*TEXTE EXTRAIT:*
En common law et dans certaines lois statutaires, le devoir de diligence ou devoir de vigilance (en anglais : « duty of care ») est une obligation de respecter une norme de diligence raisonnable lors de l'accomplissement d'actes susceptibles de porter préjudice à autrui de manière prévisible. Pour lancer une action de responsabilité civile en justice, le demandeur doit être en mesure de démontrer que le défendeur a violé un devoir de diligence. La violation d'un devoir peut engager la responsabilité d'une personne[1].
Dans les pays et territoires de droit romano-civiliste, établir la responsabilité civile implique plutôt de prouver la faute, le préjudice et le lien de causalité entre ces deux derniers éléments. La notion de devoir de diligence est absente des règles générales de responsabilité civile[2]. Des pays de droit civil peuvent cependant incorporer la notion de devoir de diligence dans certaines lois particulières, par ex. dans les lois en droit des sociétés et en droit des valeurs mobilières[3].
Un troisième type de devoir de vigilance s'est imposé dans les années 2020 lorsque le Parlement européen a choisi cette appellation pour voter un texte jugé important, devenu ainsi une directive européenne. Malgré un lobbying intense tentant de s'y opposer[4],[5], au printemps 2023, les députés européens ont franchi "une étape importante"[6], quand ils ont voté avec une large majorité la directive qui contraint, dans son esprit et si le dialogue en vue d'un texte définitif avec la Commission de Bruxelles et le Conseil européen aboutit[5],[4], les multinationales à respecter les droits humains et environnementaux, y compris dans leurs approvisionnements[5].

*CONSIGNE A:*
Présentez toutes les lignes des enregistrements fournis sous forme de liste numérotée, en omettant les lignes vides et sans reprendre les images.
Le texte et les enregistrements forment deux ensembles distincts.

*DONNÉES FOURNIES:*
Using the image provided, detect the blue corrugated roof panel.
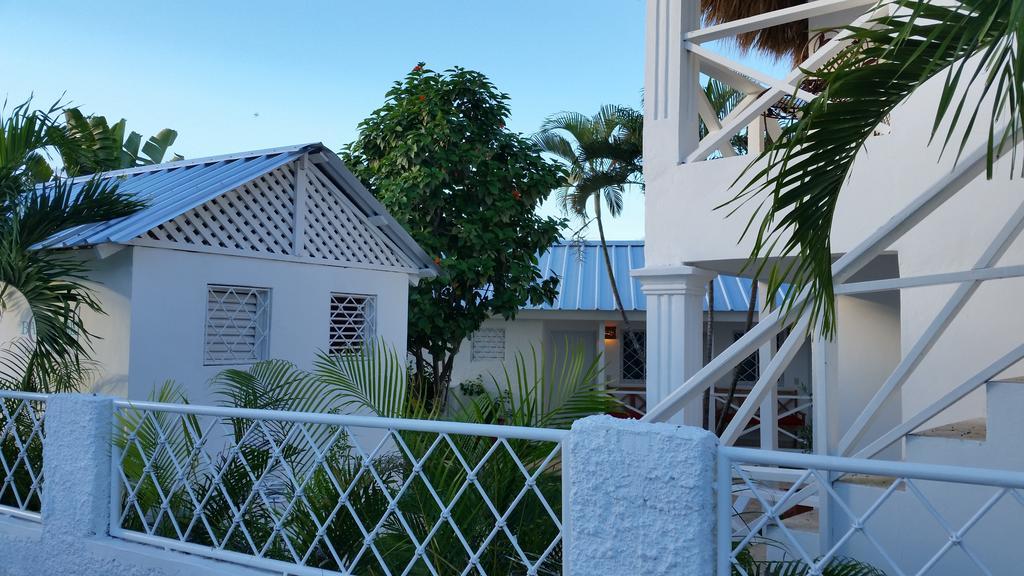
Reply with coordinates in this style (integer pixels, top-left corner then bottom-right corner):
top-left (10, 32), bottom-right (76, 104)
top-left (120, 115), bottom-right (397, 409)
top-left (525, 240), bottom-right (774, 312)
top-left (39, 145), bottom-right (309, 248)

*CONSIGNE B:*
D'après le texte extrait, pourquoi un troisième type de devoir de vigilance s'est-il imposé dans les années 2020 ?

*RÉSULTAT DE L'EXERCICE A:*
1. Using the image provided, detect the blue corrugated roof panel.
2. Reply with coordinates in this style (integer pixels, top-left corner then bottom-right corner):
3. top-left (10, 32), bottom-right (76, 104)
4. top-left (120, 115), bottom-right (397, 409)
5. top-left (525, 240), bottom-right (774, 312)
6. top-left (39, 145), bottom-right (309, 248)

*RÉSULTAT DE L'EXERCICE B:*
Ce troisième type s'est imposé parce que le Parlement européen a choisi l'appellation de devoir de vigilance pour voter un texte jugé important. Ce texte est ainsi devenu une directive européenne.